Lay out every line of the rows below as a Markdown table with two columns: Line, holding a running line number, and Text, holding that line. Skip blank lines and leave the pictures out.

===== Supplied records =====

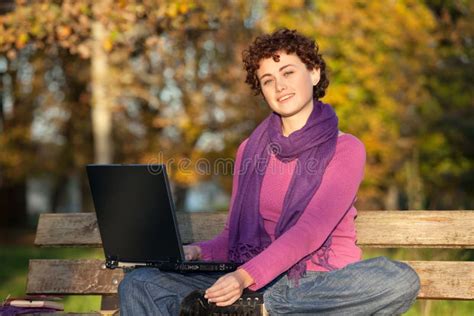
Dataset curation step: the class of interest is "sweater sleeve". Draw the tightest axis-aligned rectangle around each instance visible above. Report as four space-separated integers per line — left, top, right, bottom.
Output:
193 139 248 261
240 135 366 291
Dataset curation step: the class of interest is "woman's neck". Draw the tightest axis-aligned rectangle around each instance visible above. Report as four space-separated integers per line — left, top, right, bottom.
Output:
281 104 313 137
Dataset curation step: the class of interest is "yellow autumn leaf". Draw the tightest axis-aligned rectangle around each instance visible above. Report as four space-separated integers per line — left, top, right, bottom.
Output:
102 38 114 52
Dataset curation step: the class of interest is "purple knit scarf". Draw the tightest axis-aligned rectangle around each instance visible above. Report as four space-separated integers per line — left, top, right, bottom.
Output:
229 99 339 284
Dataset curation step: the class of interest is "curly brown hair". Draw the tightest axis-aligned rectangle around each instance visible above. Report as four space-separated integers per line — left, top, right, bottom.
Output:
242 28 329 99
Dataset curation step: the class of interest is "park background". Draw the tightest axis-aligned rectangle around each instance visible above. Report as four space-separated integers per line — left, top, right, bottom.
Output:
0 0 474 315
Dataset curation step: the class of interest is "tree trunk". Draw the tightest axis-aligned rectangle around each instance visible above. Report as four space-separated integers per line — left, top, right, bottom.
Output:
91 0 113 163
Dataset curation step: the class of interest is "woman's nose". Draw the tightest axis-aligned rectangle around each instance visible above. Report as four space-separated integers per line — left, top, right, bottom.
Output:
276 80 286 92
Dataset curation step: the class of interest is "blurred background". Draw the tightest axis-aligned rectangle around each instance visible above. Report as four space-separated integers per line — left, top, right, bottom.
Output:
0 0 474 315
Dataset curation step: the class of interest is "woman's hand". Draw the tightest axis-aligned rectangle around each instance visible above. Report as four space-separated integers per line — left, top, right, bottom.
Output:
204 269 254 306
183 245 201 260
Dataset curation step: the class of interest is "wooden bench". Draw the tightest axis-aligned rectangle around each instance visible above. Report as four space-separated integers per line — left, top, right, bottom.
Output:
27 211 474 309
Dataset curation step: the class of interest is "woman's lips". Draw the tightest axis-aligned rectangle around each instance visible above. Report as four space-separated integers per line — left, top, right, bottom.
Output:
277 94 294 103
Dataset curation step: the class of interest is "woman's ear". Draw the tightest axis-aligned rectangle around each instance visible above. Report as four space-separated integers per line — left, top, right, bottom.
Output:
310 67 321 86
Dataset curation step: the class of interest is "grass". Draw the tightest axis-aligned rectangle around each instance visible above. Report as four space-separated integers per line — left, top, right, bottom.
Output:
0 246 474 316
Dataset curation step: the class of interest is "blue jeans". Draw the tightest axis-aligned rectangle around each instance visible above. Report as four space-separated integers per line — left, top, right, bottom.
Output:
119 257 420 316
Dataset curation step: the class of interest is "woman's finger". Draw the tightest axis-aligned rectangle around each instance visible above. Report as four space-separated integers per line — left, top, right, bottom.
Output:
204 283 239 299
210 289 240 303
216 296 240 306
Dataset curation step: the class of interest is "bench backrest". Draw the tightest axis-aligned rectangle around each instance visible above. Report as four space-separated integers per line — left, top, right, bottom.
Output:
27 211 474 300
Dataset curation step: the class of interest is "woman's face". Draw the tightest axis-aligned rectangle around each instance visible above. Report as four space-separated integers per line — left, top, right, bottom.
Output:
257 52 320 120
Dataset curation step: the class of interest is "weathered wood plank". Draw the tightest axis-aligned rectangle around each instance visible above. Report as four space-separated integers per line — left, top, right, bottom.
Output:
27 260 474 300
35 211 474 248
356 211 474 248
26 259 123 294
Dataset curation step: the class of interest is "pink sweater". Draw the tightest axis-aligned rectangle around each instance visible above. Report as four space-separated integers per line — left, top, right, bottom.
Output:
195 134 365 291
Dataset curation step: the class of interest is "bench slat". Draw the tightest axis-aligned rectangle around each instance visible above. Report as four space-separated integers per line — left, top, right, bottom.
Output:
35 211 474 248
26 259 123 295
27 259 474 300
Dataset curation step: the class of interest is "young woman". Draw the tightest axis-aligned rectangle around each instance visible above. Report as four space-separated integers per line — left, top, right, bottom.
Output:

=====

▸ **Result for this task**:
| Line | Text |
|---|---|
| 1 | Dataset curation step: the class of interest is "sweater sleeve". Draw the tightest axis-aligned rectangle around each instance visible above. Report as four space-separated integers per line — left, top, right, bottom. |
| 2 | Output: |
| 3 | 193 139 248 261 |
| 4 | 240 135 366 291 |
| 5 | Dataset curation step: the class of interest is "woman's neck". Draw the tightest axis-aligned rectangle around each instance visible above. Report as four space-separated integers per line — left, top, right, bottom. |
| 6 | Output: |
| 7 | 281 104 313 137 |
| 8 | Dataset curation step: the class of interest is "yellow autumn leaf". Draw the tightest axis-aligned rectangle around each instance visible above. Report as four space-separated integers per line — left, top, right, bottom. |
| 9 | Output: |
| 10 | 102 38 114 52 |
| 11 | Dataset curation step: the class of interest is "purple knit scarf". Draw the tightest axis-aligned rectangle around each instance visible above. Report as four space-separated integers per line — left, top, right, bottom. |
| 12 | Output: |
| 13 | 229 99 339 284 |
| 14 | Dataset curation step: the class of interest is "curly brown hair". Draw the tightest axis-aligned rectangle around each instance visible above. Report as four space-separated integers per line — left, top, right, bottom. |
| 15 | Output: |
| 16 | 242 28 329 99 |
| 17 | Dataset curation step: the class of interest is "park background". Draw the tightest axis-aligned rectangle around each instance visible above. Report as four space-separated integers per line — left, top, right, bottom. |
| 18 | Output: |
| 19 | 0 0 474 315 |
| 20 | Dataset curation step: the class of interest is "tree trunk". Draw the tightest axis-aligned rectangle around each instance visible above. Report as four space-separated integers per line — left, top, right, bottom. |
| 21 | Output: |
| 22 | 91 0 113 163 |
| 23 | Dataset curation step: the class of interest is "woman's nose". Draw the tightest axis-aligned rectangle around each instance visible above. Report as four space-separated integers per line — left, top, right, bottom. |
| 24 | Output: |
| 25 | 276 80 286 92 |
| 26 | Dataset curation step: the class of interest is "blurred background". Draw the tightest axis-aligned rectangle around each instance visible above. Report as four space-separated integers per line — left, top, right, bottom. |
| 27 | Output: |
| 28 | 0 0 474 315 |
| 29 | Dataset curation step: the class of interest is "woman's hand". Draw the tightest axis-aligned rectangle around each instance visible above. Report as four space-separated integers per line — left, top, right, bottom. |
| 30 | Output: |
| 31 | 204 269 254 306 |
| 32 | 183 245 201 260 |
| 33 | Dataset curation step: the class of interest is "wooden bench". Draw the tightest axis-aligned rectangle around each instance visible above. Report as four space-separated integers per line — left, top, right, bottom. |
| 34 | Output: |
| 35 | 27 211 474 309 |
| 36 | Dataset curation step: the class of interest is "woman's lips". Draw the tightest axis-aligned rectangle around each instance visible above. Report as four space-separated integers per line — left, top, right, bottom. |
| 37 | Output: |
| 38 | 277 94 294 103 |
| 39 | Dataset curation step: the class of interest is "woman's ear". Draw the tightest axis-aligned rectangle around each instance visible above. Report as four space-separated integers per line — left, top, right, bottom. |
| 40 | Output: |
| 41 | 310 67 321 86 |
| 42 | Dataset curation step: the class of interest is "grass". Draw the tightest axis-aligned rectangle around each instance visible above. Report as four space-separated integers per line — left, top, right, bottom. |
| 43 | Output: |
| 44 | 0 246 474 316 |
| 45 | Dataset curation step: the class of interest is "blue jeans". Draw the tightest axis-aligned rectangle around each instance visible above. Report as four space-separated integers per line — left, top, right, bottom. |
| 46 | Output: |
| 47 | 119 257 420 316 |
| 48 | Dataset curation step: the class of interest is "woman's finger". Draw the tightest axis-aligned rectangle around each instance visible above. Report as four space-separated integers per line — left, top, right, bottom. |
| 49 | Output: |
| 50 | 204 283 239 299 |
| 51 | 210 289 240 303 |
| 52 | 216 296 240 306 |
| 53 | Dataset curation step: the class of interest is "bench backrest". Draw the tightest axis-aligned rectangle around each instance visible above. Report as four space-separated integers per line — left, top, right, bottom. |
| 54 | Output: |
| 55 | 27 211 474 300 |
| 56 | Dataset curation step: the class of interest is "woman's face". Draw the tightest axis-aligned rectangle around each instance visible above. Report as four space-separated integers per line — left, top, right, bottom. |
| 57 | Output: |
| 58 | 257 52 320 120 |
| 59 | Dataset curation step: the class of interest is "weathered wood plank". Draw the tightest axis-aligned rectangle around each instance visible above. Report as four space-separated integers per line — left, top, right, bottom. |
| 60 | Output: |
| 61 | 27 260 474 300 |
| 62 | 35 211 474 248 |
| 63 | 356 211 474 248 |
| 64 | 26 259 123 294 |
| 65 | Dataset curation step: the class of interest is "pink sweater". Draw the tightest axis-aligned rectangle around each instance visible above. Report as four space-separated integers per line — left, top, right, bottom. |
| 66 | Output: |
| 67 | 195 134 365 291 |
| 68 | Dataset curation step: the class of interest is "bench slat". Draw the tightest axis-aligned rectangle around each instance visible above. Report as four space-separated integers per line — left, top, right, bottom. |
| 69 | Output: |
| 70 | 35 211 474 248 |
| 71 | 26 259 123 295 |
| 72 | 27 259 474 300 |
| 73 | Dataset curation step: the class of interest is "young woman". Draw the tightest axis-aligned rectangle around each instance visible above. Report as four space-separated integers per line — left, top, right, bottom. |
| 74 | Output: |